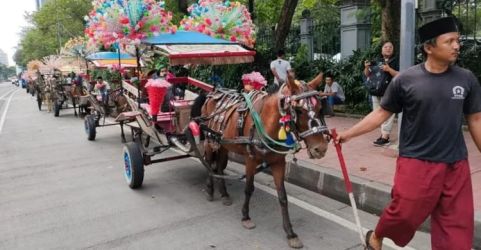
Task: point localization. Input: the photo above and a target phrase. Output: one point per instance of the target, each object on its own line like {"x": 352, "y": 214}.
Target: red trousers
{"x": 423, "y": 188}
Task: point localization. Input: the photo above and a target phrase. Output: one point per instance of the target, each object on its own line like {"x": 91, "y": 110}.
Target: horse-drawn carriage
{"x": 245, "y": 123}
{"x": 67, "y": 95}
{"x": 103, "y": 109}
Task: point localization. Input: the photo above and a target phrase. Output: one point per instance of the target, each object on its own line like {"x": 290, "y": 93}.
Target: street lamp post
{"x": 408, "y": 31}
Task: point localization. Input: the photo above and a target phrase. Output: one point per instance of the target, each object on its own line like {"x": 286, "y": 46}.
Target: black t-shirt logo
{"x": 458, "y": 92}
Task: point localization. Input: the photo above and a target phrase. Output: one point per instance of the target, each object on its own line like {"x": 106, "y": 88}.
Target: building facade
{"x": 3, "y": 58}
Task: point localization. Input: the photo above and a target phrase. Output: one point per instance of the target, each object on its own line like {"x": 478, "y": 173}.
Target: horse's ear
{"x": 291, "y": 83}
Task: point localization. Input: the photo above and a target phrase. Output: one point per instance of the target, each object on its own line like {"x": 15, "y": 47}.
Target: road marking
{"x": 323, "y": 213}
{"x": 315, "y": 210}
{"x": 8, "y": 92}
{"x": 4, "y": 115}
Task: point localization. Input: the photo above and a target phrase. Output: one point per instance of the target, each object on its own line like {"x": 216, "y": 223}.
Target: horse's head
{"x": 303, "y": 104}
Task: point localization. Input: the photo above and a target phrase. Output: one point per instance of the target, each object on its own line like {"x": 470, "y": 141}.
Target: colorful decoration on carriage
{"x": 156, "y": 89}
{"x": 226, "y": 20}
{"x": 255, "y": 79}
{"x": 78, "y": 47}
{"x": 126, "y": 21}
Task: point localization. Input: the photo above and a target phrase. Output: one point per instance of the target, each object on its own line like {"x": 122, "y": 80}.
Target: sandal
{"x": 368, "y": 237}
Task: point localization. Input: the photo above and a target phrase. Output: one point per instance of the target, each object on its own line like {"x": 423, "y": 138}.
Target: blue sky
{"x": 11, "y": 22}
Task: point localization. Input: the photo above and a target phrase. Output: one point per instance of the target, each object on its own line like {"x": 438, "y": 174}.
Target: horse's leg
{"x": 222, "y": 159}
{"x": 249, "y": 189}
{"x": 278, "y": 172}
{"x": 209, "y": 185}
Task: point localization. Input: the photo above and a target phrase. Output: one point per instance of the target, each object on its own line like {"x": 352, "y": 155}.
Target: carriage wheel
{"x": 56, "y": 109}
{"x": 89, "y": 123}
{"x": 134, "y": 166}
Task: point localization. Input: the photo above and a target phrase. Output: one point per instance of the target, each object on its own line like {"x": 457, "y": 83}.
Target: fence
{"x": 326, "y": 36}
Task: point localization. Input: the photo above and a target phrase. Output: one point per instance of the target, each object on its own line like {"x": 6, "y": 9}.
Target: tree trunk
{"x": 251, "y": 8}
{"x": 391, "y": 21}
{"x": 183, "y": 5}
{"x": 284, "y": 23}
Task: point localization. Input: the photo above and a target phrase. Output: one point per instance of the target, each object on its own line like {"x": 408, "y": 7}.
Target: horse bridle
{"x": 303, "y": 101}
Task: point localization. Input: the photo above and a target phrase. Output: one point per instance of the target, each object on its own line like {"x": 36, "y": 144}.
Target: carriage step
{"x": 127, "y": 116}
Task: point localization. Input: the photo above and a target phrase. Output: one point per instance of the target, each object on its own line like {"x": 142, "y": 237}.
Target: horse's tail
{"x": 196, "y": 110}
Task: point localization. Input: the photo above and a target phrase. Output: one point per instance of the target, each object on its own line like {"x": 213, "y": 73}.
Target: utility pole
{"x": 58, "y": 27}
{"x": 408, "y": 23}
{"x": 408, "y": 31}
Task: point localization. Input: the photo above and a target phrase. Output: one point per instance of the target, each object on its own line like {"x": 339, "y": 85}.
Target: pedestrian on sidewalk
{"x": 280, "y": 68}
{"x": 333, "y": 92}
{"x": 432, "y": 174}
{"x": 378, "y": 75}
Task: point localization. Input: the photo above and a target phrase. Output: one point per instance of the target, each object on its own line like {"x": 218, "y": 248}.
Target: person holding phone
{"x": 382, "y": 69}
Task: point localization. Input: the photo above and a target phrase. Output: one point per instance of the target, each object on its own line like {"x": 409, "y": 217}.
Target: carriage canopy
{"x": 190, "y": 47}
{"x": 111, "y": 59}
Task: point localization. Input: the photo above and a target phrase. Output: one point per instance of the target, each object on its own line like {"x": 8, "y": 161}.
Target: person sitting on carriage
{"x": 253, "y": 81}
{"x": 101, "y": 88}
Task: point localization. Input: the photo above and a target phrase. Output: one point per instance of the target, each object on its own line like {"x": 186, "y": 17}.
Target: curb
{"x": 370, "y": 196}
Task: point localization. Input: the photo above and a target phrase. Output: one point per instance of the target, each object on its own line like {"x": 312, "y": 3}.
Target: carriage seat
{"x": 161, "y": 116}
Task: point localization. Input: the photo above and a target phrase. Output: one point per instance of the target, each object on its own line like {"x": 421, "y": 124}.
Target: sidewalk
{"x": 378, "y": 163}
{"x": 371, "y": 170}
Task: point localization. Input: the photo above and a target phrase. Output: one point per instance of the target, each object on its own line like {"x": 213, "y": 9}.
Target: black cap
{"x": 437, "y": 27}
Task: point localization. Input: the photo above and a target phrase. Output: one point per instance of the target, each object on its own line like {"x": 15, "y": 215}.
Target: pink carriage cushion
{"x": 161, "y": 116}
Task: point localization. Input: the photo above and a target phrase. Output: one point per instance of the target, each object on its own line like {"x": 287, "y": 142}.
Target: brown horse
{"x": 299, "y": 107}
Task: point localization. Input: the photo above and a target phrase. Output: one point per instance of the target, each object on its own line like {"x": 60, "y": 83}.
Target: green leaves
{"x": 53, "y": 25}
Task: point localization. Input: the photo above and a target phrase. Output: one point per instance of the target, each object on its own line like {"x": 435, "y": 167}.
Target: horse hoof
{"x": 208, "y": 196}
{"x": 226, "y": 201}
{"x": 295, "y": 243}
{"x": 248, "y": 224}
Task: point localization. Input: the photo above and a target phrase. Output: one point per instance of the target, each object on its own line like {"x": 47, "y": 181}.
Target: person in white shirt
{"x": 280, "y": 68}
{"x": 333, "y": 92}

* * *

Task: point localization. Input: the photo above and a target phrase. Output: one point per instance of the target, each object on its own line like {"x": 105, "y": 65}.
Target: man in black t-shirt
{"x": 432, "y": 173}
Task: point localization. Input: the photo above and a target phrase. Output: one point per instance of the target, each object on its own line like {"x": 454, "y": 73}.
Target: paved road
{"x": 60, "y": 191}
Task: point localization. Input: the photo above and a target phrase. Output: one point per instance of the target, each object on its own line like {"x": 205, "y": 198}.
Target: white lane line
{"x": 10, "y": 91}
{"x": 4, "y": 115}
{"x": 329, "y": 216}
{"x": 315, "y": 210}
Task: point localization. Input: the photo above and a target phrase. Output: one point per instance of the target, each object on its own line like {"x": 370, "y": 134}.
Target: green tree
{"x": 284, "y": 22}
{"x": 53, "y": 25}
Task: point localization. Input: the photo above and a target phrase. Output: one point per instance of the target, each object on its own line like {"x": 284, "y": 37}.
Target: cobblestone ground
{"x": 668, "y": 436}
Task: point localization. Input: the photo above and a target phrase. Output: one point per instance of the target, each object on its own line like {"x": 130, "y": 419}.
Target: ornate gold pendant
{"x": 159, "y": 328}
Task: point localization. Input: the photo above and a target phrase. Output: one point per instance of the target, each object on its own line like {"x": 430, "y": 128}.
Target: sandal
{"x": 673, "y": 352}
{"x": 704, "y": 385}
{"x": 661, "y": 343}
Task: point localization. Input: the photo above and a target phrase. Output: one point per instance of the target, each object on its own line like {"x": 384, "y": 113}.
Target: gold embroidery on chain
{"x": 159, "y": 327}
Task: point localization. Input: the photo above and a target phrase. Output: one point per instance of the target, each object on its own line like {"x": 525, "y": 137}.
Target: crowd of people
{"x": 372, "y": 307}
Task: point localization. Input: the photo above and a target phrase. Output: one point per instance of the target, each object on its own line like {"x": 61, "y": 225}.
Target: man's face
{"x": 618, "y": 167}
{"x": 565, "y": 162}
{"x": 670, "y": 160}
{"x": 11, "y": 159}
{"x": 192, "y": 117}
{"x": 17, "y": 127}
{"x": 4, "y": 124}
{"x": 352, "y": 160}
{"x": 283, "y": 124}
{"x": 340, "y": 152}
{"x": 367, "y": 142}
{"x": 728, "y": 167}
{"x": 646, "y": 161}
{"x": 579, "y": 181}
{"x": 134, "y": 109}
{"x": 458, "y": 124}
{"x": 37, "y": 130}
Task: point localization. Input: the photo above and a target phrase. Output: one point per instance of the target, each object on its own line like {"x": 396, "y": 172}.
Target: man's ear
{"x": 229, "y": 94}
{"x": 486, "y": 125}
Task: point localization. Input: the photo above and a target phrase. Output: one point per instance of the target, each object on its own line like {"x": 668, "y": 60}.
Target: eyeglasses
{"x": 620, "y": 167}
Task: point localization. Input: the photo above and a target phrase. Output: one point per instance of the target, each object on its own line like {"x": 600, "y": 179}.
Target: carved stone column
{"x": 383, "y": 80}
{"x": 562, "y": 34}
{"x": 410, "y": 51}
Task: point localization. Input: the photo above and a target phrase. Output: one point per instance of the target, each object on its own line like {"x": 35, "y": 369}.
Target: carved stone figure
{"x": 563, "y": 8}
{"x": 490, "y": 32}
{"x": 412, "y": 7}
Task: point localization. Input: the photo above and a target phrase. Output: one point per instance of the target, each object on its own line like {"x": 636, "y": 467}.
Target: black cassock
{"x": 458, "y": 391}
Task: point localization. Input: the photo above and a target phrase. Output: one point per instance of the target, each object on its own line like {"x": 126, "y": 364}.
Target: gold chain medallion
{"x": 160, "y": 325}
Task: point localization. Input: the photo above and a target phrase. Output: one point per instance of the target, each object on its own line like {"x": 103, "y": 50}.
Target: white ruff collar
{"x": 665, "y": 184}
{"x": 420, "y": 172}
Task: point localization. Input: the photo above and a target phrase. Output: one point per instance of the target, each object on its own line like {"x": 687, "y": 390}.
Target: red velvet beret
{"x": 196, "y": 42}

==

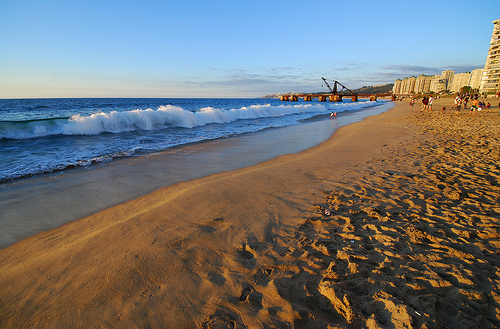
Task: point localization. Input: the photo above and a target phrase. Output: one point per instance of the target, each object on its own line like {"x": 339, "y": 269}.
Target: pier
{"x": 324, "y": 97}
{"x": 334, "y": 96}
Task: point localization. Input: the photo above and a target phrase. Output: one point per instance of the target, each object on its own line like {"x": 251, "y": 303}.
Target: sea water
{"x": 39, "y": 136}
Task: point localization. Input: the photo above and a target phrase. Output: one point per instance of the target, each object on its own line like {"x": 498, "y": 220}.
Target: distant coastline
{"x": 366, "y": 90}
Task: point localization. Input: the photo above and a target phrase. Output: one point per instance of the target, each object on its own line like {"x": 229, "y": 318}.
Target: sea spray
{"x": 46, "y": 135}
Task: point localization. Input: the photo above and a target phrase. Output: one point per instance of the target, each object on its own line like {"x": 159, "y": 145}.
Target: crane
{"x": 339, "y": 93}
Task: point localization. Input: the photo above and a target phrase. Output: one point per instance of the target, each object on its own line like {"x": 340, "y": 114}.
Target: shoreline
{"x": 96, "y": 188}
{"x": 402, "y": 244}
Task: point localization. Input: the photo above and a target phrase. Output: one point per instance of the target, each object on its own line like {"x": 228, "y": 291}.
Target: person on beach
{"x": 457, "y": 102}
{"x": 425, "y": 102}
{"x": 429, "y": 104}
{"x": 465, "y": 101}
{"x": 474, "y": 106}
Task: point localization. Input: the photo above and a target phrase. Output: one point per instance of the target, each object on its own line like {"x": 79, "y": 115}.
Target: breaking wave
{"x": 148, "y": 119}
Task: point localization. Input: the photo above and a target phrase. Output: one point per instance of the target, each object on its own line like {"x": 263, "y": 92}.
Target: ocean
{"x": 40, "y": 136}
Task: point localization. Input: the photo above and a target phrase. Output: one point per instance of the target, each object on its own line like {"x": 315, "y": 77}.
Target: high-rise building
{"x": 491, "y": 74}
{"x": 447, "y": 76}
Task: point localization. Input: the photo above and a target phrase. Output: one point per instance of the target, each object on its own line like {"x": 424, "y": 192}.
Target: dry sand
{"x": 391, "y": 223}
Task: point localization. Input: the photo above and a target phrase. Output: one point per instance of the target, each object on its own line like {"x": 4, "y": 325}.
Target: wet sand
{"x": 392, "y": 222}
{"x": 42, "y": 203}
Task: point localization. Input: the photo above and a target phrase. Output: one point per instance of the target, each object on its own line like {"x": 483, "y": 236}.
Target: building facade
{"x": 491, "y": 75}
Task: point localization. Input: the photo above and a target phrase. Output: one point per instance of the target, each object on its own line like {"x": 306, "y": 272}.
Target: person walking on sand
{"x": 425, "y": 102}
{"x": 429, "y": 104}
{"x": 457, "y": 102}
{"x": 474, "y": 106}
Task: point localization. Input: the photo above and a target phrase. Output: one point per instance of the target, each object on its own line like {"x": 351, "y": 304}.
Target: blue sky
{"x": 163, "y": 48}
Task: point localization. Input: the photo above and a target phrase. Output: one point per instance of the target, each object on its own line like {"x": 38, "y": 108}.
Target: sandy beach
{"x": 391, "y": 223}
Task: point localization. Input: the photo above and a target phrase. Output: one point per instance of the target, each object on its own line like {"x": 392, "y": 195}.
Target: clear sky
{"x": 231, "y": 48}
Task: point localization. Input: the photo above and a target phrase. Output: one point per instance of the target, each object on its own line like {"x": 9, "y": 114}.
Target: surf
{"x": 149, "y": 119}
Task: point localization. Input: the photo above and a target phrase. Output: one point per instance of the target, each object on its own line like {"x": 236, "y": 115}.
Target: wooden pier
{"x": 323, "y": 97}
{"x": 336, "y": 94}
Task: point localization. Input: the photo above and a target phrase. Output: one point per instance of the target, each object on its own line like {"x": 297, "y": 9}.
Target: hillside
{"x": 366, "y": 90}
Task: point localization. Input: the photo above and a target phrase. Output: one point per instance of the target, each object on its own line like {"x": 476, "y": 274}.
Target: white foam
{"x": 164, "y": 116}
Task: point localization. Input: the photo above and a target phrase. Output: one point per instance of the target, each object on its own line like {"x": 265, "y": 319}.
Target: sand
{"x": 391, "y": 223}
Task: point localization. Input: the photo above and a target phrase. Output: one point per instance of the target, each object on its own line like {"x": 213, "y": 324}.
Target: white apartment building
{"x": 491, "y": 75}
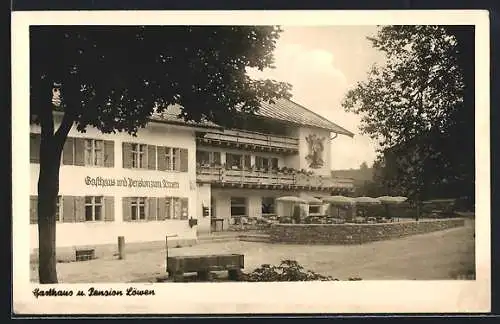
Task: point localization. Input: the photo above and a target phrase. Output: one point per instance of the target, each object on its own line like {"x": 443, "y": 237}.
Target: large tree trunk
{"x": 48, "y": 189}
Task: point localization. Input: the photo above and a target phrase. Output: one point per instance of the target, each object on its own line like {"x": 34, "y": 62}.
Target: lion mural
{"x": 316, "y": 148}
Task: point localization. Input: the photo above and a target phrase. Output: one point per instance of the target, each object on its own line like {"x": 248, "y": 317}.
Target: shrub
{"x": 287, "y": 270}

→ **Directions**
Please find every line in the material above that contains the word "shirt" and copy each of those lines. Case matters.

→ **Final result**
Target: black t-shirt logo
Target: person in white shirt
Target: man in black t-shirt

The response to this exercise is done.